STATED EXERCISE:
Rewrite the items below, from the one containing "of the fountain" through the last item, keeping their requests. Multiply each coordinate in the answers by 0.7 and round the result to the nearest whole number, with halves rounded up.

PROVIDED RECORDS:

※ ※ ※

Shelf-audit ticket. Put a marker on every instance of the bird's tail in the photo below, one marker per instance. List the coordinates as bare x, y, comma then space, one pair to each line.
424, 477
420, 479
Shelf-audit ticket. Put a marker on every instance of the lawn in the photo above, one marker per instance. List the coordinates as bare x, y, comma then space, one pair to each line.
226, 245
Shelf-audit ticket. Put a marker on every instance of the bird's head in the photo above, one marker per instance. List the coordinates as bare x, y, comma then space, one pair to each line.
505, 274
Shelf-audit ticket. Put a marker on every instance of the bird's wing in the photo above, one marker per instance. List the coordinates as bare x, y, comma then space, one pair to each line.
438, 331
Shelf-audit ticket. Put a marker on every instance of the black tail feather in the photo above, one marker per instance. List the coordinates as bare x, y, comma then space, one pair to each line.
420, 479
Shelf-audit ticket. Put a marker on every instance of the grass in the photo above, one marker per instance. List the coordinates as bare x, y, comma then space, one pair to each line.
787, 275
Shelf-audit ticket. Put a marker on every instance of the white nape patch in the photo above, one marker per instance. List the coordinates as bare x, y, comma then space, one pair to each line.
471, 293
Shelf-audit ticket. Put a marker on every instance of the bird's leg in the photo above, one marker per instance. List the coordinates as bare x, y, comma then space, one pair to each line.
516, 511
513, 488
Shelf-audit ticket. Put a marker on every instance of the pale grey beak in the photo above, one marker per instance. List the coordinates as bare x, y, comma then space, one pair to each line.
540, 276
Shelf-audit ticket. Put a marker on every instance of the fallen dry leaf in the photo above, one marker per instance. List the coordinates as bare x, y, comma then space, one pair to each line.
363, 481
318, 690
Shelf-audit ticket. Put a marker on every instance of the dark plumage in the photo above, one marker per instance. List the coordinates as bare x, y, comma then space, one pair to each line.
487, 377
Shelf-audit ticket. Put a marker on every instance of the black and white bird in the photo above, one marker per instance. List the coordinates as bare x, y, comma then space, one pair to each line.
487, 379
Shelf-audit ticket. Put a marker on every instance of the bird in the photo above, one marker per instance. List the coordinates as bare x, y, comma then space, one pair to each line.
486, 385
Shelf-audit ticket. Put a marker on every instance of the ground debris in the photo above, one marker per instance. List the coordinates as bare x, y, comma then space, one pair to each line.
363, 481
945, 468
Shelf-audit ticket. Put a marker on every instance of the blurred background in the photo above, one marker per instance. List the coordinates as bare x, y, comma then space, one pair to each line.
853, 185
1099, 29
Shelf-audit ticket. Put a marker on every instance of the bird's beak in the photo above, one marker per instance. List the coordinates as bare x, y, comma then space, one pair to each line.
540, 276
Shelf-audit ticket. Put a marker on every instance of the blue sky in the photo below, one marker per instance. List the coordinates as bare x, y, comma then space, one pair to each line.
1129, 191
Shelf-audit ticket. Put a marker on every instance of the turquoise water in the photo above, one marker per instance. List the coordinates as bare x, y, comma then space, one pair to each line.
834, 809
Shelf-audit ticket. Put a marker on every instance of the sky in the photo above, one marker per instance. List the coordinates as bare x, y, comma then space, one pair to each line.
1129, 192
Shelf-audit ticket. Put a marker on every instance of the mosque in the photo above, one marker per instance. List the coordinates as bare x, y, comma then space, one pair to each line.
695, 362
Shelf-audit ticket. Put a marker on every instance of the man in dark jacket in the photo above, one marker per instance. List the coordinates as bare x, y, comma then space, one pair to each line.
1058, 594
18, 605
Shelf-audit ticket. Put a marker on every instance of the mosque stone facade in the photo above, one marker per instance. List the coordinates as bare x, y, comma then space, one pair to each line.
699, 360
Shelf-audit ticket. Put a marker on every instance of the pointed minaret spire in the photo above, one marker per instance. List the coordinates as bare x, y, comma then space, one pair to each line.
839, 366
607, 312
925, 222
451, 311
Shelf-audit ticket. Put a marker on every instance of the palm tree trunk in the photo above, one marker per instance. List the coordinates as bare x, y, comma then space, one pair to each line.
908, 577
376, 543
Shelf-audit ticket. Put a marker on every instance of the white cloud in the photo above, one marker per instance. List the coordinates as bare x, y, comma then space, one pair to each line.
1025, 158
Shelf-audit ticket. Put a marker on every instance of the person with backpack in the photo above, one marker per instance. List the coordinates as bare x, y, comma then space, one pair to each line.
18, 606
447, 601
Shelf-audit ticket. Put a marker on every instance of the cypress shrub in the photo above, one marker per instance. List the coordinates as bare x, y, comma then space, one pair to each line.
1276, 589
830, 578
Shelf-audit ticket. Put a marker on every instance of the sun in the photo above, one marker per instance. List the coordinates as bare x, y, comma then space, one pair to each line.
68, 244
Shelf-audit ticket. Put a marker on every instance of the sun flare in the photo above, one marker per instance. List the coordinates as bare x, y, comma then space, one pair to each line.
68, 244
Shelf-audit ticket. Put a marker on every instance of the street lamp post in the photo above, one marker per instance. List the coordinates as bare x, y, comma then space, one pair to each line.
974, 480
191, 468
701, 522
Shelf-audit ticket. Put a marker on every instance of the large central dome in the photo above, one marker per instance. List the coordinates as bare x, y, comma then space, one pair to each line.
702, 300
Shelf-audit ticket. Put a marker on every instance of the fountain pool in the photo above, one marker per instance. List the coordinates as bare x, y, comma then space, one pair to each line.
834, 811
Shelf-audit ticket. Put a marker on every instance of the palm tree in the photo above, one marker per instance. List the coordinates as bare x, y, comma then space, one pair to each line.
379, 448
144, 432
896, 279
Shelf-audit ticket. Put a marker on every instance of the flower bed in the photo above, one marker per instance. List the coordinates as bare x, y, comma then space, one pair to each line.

※ ※ ※

RESULT OF THIS EXERCISE:
Shelf-audit ticket. Put a marker on every instance of the fountain pool in the photo above, one marker per instance. List the coordinates as bare x, y, comma then space, one pair to each line.
584, 568
Shelf-audit ticket. Put a marker on every instance of the palm tree in the photo above, one marker per instance. List the coordinates as bare x, y, comma then space, one pair to each line.
265, 314
101, 302
627, 195
Shelf-audit ticket. Put a marker on every instance of the flower bed in the photo above, one marker per instance. List the coordinates as bare x, y, comma then space, one pair to each line.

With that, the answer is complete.